▸ REQUEST:
Format the rows, from their start through the line containing "negative clicks: (191, 20)" (both ends included), as a numbered list without blank lines. Leave the pictures out of the list.

▸ RECORDS TO PROCESS:
*** Begin section ***

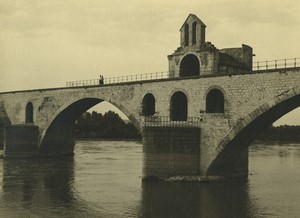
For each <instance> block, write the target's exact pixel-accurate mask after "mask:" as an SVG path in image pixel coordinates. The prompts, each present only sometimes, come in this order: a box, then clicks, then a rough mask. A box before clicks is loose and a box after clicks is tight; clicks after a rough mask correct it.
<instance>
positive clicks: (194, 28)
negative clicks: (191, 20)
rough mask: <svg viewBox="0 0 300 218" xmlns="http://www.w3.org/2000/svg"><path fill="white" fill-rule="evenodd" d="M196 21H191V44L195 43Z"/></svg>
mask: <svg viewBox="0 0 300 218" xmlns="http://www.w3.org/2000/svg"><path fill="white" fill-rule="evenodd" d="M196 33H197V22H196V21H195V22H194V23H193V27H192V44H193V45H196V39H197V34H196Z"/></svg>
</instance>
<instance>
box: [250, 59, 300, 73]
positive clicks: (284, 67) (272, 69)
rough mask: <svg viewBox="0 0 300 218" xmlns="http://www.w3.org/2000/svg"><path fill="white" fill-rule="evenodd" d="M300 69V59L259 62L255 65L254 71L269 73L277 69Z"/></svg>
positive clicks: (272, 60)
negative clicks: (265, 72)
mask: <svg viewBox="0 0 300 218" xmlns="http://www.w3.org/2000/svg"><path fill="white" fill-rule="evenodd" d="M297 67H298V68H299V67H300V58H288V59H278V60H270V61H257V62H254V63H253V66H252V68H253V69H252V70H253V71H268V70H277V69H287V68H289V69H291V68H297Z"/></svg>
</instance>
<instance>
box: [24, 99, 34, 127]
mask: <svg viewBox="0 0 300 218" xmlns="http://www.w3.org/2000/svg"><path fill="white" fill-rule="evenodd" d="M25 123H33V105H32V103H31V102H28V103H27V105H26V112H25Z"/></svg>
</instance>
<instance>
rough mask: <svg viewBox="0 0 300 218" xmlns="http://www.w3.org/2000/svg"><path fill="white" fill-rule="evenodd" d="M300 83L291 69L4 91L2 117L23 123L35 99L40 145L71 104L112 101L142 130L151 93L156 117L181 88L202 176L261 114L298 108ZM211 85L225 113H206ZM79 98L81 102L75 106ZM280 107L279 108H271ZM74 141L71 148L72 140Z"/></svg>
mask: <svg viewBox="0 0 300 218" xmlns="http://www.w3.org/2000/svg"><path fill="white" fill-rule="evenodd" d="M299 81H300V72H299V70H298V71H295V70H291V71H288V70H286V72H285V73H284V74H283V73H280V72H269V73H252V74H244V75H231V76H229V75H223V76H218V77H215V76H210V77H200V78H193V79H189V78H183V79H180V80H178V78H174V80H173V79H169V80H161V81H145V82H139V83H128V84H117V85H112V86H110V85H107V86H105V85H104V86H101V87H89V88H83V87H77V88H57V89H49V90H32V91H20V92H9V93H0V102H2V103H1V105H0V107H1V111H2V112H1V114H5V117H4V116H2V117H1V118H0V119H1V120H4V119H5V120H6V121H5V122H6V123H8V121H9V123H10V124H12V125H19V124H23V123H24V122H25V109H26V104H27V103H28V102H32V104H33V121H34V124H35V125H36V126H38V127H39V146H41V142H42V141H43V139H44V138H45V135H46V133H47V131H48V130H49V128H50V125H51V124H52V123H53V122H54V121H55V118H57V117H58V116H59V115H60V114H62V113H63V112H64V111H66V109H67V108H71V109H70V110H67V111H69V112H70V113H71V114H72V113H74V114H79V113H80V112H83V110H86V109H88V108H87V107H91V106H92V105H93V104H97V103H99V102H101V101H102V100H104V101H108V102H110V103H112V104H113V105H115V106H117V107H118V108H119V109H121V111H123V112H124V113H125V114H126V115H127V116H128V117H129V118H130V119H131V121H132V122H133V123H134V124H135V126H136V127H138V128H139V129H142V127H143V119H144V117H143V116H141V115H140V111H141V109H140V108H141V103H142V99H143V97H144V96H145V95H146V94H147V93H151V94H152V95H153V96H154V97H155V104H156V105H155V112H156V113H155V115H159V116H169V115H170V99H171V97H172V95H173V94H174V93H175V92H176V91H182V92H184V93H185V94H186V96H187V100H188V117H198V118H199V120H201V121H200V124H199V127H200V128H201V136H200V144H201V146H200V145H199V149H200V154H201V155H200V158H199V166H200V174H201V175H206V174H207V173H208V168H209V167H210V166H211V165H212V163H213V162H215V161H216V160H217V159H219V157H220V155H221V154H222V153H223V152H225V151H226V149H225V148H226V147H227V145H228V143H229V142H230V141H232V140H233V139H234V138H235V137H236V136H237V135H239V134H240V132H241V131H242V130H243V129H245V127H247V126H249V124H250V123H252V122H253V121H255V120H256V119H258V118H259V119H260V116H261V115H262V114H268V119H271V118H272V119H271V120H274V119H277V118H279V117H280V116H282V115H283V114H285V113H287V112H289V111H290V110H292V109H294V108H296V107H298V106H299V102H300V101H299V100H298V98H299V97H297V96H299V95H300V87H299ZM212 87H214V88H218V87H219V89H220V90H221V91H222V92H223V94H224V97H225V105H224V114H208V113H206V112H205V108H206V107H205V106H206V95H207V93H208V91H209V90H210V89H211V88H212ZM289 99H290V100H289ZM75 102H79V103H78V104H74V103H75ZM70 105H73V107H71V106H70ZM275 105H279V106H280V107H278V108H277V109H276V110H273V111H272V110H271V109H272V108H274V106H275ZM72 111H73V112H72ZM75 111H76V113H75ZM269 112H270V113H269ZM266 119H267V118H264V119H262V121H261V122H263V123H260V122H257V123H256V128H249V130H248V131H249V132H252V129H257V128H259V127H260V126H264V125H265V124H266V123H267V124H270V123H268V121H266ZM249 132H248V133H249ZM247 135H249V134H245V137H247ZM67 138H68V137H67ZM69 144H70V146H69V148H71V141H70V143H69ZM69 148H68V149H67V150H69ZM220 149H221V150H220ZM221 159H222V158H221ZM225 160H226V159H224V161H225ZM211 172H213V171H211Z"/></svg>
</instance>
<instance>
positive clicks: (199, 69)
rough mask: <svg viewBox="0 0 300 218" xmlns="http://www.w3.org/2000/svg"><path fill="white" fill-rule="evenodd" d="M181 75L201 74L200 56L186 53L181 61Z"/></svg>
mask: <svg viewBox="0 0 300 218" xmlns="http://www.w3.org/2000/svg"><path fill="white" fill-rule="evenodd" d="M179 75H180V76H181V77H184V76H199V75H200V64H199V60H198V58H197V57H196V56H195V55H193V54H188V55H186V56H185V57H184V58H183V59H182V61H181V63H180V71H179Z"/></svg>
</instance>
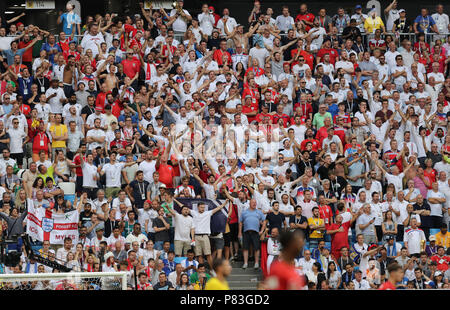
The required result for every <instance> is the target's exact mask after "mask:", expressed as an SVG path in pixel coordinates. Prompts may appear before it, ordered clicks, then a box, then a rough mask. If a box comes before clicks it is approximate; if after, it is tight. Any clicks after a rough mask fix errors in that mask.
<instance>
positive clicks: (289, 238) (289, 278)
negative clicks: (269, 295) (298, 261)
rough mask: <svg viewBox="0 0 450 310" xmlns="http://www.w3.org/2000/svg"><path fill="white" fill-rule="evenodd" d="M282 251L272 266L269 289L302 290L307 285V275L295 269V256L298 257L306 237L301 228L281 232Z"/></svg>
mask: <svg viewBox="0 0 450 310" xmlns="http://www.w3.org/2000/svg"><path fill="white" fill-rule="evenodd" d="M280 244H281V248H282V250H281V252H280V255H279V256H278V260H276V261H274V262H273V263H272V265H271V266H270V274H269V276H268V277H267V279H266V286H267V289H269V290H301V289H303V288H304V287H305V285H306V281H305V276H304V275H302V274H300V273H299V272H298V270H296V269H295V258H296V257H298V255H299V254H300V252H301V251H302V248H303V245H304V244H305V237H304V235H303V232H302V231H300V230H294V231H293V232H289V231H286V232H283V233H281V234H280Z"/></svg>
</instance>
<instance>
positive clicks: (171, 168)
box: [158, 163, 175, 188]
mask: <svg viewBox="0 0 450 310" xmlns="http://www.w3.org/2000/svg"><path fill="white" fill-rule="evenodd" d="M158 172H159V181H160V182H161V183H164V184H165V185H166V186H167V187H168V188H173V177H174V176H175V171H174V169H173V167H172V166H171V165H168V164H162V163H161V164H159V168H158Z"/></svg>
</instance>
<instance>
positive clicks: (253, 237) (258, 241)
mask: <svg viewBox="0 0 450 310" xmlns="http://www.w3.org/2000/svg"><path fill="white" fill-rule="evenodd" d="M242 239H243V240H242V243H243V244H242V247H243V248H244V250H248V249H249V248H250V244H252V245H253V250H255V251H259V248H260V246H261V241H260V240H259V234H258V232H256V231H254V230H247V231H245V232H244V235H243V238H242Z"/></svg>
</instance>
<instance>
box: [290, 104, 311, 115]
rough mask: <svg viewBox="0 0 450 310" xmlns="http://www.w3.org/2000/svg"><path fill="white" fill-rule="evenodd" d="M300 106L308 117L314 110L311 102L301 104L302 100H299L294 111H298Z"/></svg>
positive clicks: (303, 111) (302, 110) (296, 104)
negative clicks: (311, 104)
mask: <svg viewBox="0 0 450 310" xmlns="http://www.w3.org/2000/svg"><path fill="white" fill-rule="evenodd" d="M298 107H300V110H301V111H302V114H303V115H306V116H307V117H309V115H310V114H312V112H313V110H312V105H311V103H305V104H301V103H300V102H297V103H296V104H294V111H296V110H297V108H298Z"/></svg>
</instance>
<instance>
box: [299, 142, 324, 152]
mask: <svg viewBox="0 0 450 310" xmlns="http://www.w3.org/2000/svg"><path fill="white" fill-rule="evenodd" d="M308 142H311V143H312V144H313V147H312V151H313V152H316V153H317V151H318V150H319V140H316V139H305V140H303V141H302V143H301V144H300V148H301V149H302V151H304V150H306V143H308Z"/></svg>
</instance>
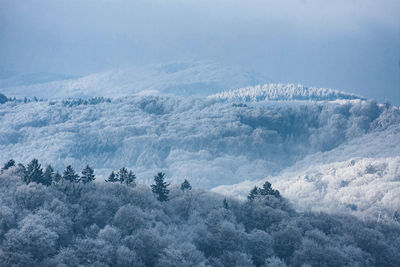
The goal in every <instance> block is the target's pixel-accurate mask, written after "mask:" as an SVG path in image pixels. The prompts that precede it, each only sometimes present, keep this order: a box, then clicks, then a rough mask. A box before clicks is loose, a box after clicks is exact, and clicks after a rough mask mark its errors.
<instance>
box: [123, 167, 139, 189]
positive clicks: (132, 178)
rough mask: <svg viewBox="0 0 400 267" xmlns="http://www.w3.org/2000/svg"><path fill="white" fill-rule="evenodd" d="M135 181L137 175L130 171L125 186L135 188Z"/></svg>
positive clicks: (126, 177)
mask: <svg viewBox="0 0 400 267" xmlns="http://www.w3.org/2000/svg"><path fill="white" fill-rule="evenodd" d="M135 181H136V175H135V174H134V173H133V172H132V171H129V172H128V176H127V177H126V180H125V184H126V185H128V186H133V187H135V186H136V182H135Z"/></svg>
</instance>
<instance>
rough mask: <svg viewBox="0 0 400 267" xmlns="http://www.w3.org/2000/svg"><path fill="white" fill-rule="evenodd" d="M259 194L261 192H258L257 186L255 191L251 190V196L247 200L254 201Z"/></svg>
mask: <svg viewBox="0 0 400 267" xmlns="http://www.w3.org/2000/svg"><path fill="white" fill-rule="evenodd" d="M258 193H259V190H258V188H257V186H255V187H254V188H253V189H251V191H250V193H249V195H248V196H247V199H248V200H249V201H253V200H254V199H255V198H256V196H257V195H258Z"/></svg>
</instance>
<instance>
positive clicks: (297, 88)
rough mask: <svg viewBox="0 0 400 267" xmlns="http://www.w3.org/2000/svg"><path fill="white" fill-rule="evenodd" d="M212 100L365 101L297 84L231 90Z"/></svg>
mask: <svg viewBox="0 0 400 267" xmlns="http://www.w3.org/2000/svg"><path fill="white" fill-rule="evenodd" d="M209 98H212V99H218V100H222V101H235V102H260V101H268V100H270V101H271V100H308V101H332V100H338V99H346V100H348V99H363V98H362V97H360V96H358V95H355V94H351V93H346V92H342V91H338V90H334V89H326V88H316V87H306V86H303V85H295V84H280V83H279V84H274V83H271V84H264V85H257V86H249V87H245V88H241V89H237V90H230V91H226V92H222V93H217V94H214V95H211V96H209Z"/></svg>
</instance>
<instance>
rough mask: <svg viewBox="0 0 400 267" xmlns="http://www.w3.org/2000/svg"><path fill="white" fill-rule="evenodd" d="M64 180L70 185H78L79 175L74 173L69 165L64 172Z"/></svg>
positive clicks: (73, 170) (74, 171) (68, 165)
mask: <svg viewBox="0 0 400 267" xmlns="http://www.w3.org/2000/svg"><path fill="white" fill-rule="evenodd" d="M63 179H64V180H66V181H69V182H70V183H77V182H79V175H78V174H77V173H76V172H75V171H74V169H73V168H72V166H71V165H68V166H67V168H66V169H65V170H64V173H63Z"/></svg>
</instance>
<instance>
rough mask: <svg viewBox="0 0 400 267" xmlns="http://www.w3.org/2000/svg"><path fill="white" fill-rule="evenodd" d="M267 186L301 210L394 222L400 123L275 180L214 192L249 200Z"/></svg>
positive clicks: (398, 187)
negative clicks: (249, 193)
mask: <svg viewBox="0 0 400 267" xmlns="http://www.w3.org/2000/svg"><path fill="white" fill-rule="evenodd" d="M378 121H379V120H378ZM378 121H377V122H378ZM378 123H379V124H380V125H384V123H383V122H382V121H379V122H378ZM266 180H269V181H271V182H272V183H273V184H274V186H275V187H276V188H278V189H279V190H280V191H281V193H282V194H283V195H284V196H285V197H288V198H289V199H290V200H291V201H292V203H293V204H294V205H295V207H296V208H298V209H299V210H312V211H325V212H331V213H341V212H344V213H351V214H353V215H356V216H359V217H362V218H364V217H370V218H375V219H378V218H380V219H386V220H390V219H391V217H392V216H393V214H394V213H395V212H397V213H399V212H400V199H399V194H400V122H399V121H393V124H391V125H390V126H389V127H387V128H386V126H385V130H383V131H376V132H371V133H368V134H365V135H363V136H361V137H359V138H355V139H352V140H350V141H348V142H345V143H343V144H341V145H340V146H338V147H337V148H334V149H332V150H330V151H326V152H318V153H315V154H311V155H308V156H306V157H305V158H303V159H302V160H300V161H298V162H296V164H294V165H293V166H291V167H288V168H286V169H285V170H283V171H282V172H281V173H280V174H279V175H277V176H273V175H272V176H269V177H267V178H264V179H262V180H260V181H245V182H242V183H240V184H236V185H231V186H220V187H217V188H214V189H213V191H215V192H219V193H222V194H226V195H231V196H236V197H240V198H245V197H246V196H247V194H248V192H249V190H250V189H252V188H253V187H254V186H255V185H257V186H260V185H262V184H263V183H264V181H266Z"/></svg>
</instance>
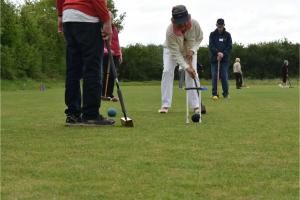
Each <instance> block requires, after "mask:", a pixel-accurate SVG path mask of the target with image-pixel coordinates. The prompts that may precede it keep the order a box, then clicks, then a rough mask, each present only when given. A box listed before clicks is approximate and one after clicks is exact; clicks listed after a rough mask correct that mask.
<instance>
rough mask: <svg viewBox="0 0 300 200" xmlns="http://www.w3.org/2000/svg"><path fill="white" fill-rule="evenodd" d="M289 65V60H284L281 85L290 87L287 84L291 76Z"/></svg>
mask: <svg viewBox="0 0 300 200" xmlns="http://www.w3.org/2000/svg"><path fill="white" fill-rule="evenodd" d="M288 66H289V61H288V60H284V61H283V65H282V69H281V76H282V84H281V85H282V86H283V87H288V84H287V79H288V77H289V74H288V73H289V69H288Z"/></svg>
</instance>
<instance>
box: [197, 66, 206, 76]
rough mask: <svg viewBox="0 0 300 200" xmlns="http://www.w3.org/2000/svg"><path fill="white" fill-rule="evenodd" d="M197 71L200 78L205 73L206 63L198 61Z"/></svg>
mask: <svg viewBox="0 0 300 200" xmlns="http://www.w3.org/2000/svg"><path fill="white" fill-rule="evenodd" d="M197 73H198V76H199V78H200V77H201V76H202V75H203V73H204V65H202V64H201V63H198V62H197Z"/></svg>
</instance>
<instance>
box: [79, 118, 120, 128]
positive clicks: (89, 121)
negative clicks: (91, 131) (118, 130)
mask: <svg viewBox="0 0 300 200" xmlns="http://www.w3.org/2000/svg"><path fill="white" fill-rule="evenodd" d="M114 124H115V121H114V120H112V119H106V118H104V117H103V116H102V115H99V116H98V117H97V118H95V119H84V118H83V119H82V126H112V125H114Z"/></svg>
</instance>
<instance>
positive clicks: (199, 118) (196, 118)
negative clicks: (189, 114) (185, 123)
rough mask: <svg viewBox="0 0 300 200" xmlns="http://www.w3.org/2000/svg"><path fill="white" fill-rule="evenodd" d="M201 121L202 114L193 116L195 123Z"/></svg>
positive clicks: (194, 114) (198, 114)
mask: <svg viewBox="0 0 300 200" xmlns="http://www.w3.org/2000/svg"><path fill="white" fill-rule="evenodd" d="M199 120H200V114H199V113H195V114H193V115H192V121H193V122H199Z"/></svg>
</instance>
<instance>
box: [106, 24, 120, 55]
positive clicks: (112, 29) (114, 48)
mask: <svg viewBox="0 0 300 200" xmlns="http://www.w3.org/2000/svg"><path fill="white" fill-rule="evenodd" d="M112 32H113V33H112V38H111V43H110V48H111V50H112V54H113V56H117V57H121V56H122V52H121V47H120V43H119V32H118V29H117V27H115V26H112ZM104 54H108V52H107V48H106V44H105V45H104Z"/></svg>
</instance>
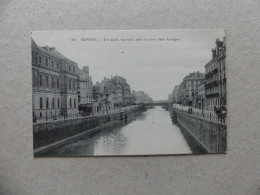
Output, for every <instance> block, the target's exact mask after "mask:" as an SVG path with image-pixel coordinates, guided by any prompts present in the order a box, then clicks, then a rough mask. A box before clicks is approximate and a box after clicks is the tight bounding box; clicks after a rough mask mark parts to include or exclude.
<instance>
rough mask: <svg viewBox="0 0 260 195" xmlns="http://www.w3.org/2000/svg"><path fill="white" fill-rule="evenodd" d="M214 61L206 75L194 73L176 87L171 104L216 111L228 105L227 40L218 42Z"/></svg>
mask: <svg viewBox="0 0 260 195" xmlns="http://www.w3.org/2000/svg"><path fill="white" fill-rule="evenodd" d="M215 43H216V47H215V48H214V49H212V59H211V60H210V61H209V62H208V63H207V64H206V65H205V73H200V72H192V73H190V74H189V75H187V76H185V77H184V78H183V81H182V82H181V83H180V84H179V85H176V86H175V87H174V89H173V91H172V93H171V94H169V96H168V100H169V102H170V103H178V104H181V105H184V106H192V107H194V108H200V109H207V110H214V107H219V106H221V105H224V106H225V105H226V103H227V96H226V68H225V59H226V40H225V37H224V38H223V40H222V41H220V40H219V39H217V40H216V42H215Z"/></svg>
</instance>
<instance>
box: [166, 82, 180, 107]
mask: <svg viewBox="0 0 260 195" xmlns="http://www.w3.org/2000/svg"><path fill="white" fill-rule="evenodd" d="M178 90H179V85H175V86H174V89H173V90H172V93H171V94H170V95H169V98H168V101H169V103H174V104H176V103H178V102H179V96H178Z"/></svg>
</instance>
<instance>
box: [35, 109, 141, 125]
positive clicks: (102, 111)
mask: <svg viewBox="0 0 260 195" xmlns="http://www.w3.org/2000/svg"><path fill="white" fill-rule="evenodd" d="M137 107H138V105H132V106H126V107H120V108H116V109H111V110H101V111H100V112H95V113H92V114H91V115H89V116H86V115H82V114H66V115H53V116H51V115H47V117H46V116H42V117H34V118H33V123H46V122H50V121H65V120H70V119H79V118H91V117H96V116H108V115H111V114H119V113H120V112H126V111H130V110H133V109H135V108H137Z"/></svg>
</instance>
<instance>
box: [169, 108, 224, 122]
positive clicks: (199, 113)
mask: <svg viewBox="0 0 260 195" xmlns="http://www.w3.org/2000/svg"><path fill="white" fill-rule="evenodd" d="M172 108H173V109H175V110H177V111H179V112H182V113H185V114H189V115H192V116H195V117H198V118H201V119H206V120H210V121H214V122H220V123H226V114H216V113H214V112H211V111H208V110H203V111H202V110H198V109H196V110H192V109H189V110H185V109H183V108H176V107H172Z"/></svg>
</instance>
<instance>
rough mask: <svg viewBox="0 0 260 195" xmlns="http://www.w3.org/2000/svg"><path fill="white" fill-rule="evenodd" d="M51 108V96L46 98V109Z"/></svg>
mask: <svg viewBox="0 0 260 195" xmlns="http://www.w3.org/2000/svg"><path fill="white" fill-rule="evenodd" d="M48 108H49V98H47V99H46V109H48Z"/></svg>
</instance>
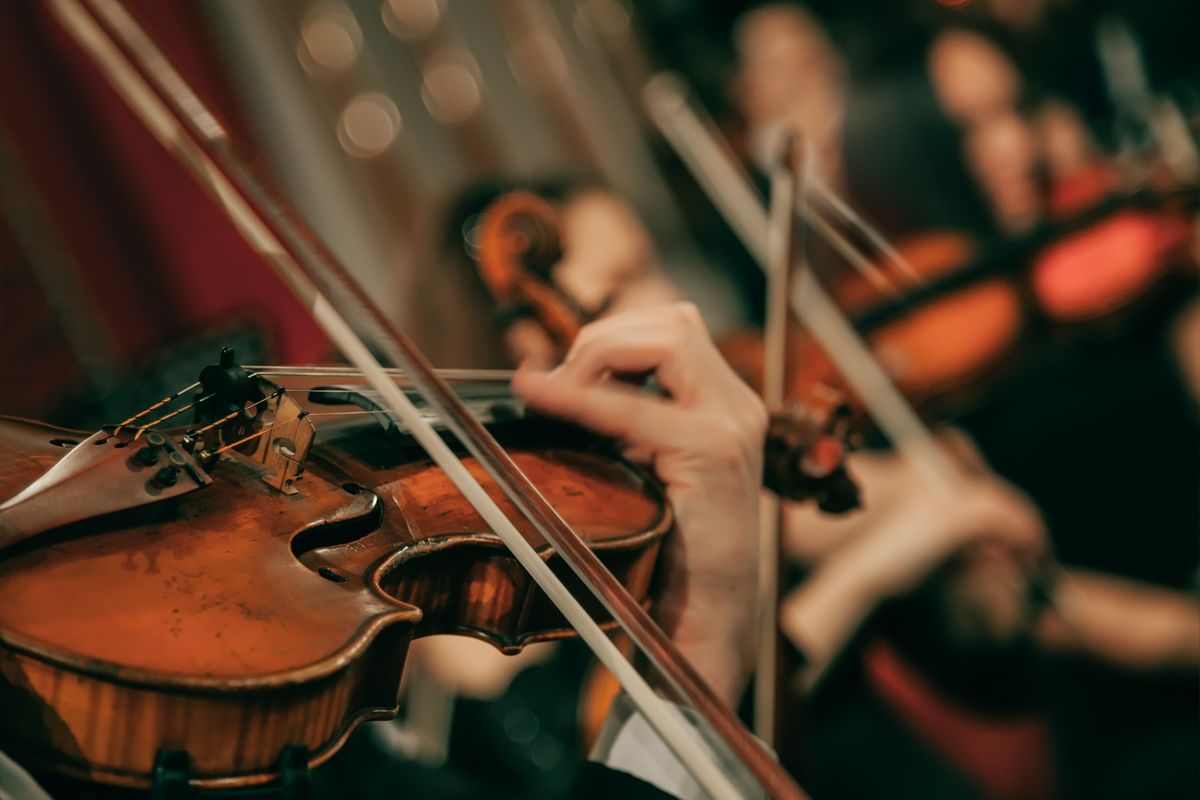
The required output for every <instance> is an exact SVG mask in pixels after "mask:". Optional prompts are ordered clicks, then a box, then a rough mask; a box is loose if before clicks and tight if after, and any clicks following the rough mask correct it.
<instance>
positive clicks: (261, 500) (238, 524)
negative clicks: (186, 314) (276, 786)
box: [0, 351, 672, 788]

*** End section ***

▸ OUTPUT:
1. For each <instance> block, write the target's exact pixel-accurate mask after "mask:" as an SVG path in image pixel coordinates. The prompts, each present only sometimes, come in this order: a box, then clicks, then a rough mask. A box before clicks is loose and a box after clicks is tight; clicks after a rough mask correct it.
2. <instance>
3. positive clicks: (194, 28)
4. negative clicks: (191, 20)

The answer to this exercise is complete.